Extrait:
-------

Dans le meilleur des cas, l’État au Liban joue le rôle d’arbitre qui répartit les parts du gâteau entre les différentes « familles spirituelles » et entre ceux que Chéhab qualifiait de « fromagistes ». Cet État gérant des accommodements entre différents intérêts privés est l’exacte antithèse de ce qu’était la vision gaullienne de l’État. Dans ses Mémoires de guerre, le passage dans lequel de Gaulle revient sur sa décision de créer ENA mérite à ce sujet d’être médité : «Aujourd’hui comme il en fut toujours, c’est à l’État qu’il incombe de bâtir la puissance nationale. Je vois en l’État, non point comme il l’était hier et comme certains voudraient qu’il le redevienne, une juxtaposition d’intérêts particuliers d’où ne peuvent sortir jamais que de faibles compromis, mais bien une institution de décision, d’action, d’ambition, n’exprimant et ne servant que l’intérêt national. Pour concevoir et pour décider, il lui faut des pouvoirs ayant à leur tête un arbitre qualifié. Pour exécuter, il lui faut des serviteurs recrutés et formés de manière à constituer un corps valable et homogène dans tout l’ensemble de la fonction publique. L’objectif de remplir cette condition me conduit à créer l’École nationale d’administration, et j’ai eu la satisfaction de l’inaugurer le 13 décembre 1945. » En fin connaisseur de l’histoire de France, le général de Gaulle avait réalisé que ce n’est que par et autour de l’État que la nation française s’était construite. Et que toute déconfiture de l’État ne pouvait qu’entraîner la nation à sa perte. Primum omnium salus patriae (avant tout le salut de la patrie) disait-il souvent à Alain Peyreffite. Mais si l’État doit être entouré d’un halo, les serviteurs de l’État doivent quant à eux faire preuve de la plus grande modestie. « Autant le général exalte l’État, autant il s’acharne à rabaisser l’orgueil de ses serviteurs », rappelle Peyreffite. Au Liban, la vanité et la suffisance de certains hauts fonctionnaires sont parfois inversement proportionnels à l’efficacité et à l’impartialité de l’État.

-------

Liste enregistrée:
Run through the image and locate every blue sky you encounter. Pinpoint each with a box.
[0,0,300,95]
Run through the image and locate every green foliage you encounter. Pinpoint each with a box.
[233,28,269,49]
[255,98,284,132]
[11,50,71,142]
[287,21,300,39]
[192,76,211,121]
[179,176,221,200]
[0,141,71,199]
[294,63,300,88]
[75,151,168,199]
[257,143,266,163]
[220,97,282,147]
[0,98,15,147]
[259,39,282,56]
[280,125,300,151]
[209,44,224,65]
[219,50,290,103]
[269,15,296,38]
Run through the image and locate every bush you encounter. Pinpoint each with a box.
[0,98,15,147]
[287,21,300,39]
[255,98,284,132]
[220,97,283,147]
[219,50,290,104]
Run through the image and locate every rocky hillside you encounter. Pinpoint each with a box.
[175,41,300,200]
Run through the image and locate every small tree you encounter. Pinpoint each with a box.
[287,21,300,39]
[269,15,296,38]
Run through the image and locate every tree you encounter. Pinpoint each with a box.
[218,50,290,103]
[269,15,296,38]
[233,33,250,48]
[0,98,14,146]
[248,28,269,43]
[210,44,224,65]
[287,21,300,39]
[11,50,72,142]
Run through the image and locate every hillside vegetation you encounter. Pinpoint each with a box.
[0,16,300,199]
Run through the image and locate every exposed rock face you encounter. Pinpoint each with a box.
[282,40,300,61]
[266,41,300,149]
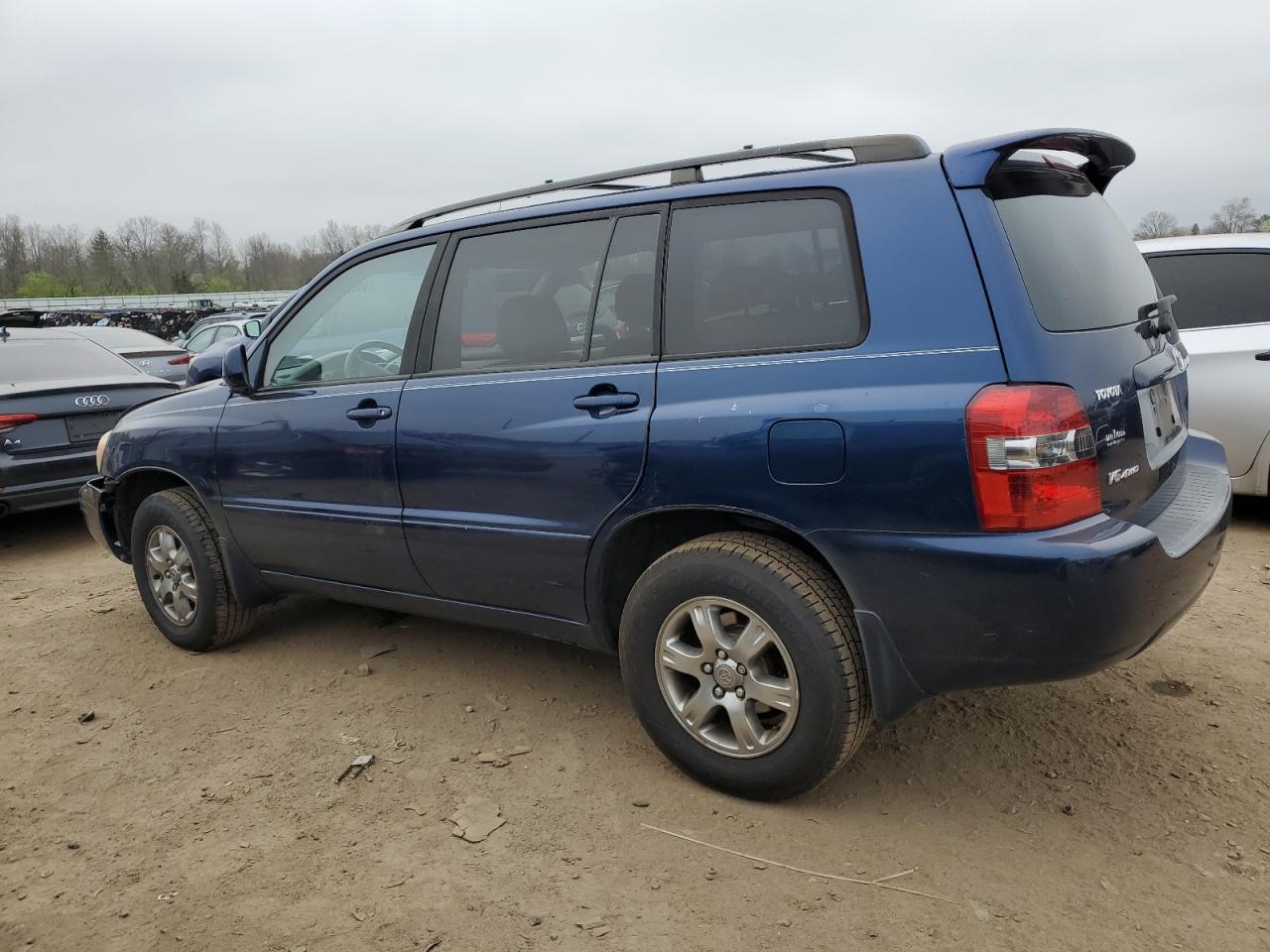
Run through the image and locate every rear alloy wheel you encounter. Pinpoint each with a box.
[657,598,798,757]
[618,532,872,799]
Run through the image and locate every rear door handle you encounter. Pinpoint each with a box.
[344,407,393,422]
[572,391,639,417]
[572,394,639,410]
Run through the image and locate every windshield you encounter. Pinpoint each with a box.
[988,163,1158,331]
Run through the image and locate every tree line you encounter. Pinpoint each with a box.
[1133,195,1270,241]
[0,196,1270,298]
[0,214,382,298]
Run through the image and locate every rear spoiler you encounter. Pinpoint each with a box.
[944,130,1135,191]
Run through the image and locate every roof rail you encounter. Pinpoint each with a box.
[389,135,931,234]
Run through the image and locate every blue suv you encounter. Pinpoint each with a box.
[81,130,1230,798]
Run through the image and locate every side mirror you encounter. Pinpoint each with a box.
[221,344,251,396]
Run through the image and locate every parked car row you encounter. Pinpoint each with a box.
[80,130,1247,798]
[1138,234,1270,496]
[0,326,178,517]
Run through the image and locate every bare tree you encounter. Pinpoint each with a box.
[0,216,381,298]
[0,214,33,295]
[1133,210,1183,241]
[1207,195,1257,235]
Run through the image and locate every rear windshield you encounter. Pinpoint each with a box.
[0,334,133,384]
[988,163,1158,331]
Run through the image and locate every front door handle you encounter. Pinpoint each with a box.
[572,394,639,410]
[344,404,393,424]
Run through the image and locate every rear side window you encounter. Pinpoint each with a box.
[432,218,612,371]
[586,214,662,361]
[988,163,1158,331]
[1147,251,1270,330]
[664,198,867,357]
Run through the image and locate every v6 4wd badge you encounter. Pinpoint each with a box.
[1107,466,1142,486]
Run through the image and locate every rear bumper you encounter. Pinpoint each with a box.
[0,449,96,513]
[811,434,1230,720]
[78,476,130,562]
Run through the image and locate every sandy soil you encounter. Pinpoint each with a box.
[0,500,1270,952]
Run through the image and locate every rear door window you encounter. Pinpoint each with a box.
[988,163,1158,331]
[432,218,612,371]
[664,196,867,357]
[1147,251,1270,330]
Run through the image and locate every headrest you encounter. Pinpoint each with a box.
[498,295,569,363]
[613,274,653,327]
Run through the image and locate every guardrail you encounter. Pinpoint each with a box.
[0,291,295,311]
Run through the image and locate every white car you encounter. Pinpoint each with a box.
[1138,232,1270,496]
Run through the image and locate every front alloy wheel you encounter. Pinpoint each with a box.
[146,525,198,626]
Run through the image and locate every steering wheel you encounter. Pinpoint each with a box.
[344,340,401,380]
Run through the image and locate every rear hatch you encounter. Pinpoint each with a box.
[987,162,1188,518]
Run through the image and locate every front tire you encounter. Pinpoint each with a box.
[618,532,872,799]
[132,489,255,652]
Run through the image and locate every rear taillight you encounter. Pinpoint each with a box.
[965,384,1102,532]
[0,414,40,432]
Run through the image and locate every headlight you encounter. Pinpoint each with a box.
[96,430,114,476]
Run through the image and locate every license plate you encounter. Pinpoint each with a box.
[1138,381,1187,470]
[66,414,123,443]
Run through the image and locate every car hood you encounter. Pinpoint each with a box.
[119,381,230,420]
[0,373,173,396]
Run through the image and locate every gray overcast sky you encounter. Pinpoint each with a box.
[0,0,1270,240]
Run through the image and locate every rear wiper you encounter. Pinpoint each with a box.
[1138,295,1178,344]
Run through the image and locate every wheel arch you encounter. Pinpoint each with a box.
[586,505,927,724]
[112,466,276,607]
[586,505,851,652]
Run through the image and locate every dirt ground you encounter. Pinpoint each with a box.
[0,500,1270,952]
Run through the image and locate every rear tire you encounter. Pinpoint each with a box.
[132,489,255,652]
[618,532,872,799]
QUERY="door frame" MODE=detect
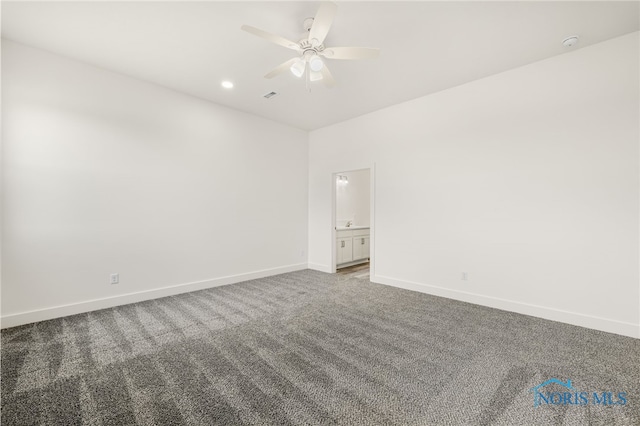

-------

Consignes:
(1) D'après l'extrait sur l'État au Liban, à quelle date de Gaulle a-t-il inauguré l'École nationale d'administration ?
(2) Poursuivez le texte sur l'État au Liban et la vision gaullienne de l'État après sa dernière phrase.

Réponses par consigne:
(1) Le 13 décembre 1945.

(2)
Une indépendance fière et altière vis-à-vis des idéologies, des intérêts et des grandes puissances

« La politique de la France ne se fait pas à la corbeille » dit également le général de Gaulle en 1966, refusant toute soumission de l’Etat aux puissances d’argent, aux intérêts privés ou aux boursicoteurs. Là encore, la formule fait mouche et sonne encore plus cruellement dans un Liban où la politique s’est toujours faite à la corbeille. Influencé par les écrits de Péguy, de Gaulle disait notamment à propos de l’argent : « Je n’aime pas les communistes parce qu’ils sont communistes, je n’aime pas les socialistes parce qu’ils ne sont pas socialistes, et je n’aime pas les miens parce qu’ils aiment trop l’argent. » Cette boutade est belle parce qu’elle est drôle, parce qu’elle est juste, et parce qu’elle vient résumer la saine méfiance qui fut toujours celle du général de Gaulle par rapport aux idéologies quelles qu’elles soient et par rapport aux féodalités financières [13]. C’est cette magistrale et jamais négociable indépendance qui a permis au général de Gaulle d’attirer à lui de jeunes hommes admirable durant la guerre [14], et plus tard, dans la vie politique, des hommes et des femmes issus de tous les horizons politiques, de droite comme de gauche [15]. Le regretté Philippe Séguin, éminente figure du RPR, écrivait même avoir choisi de s’engager au sein de la famille gaulliste justement parce qu’il voyait en de Gaulle un homme qui transcendait tous ces clivages.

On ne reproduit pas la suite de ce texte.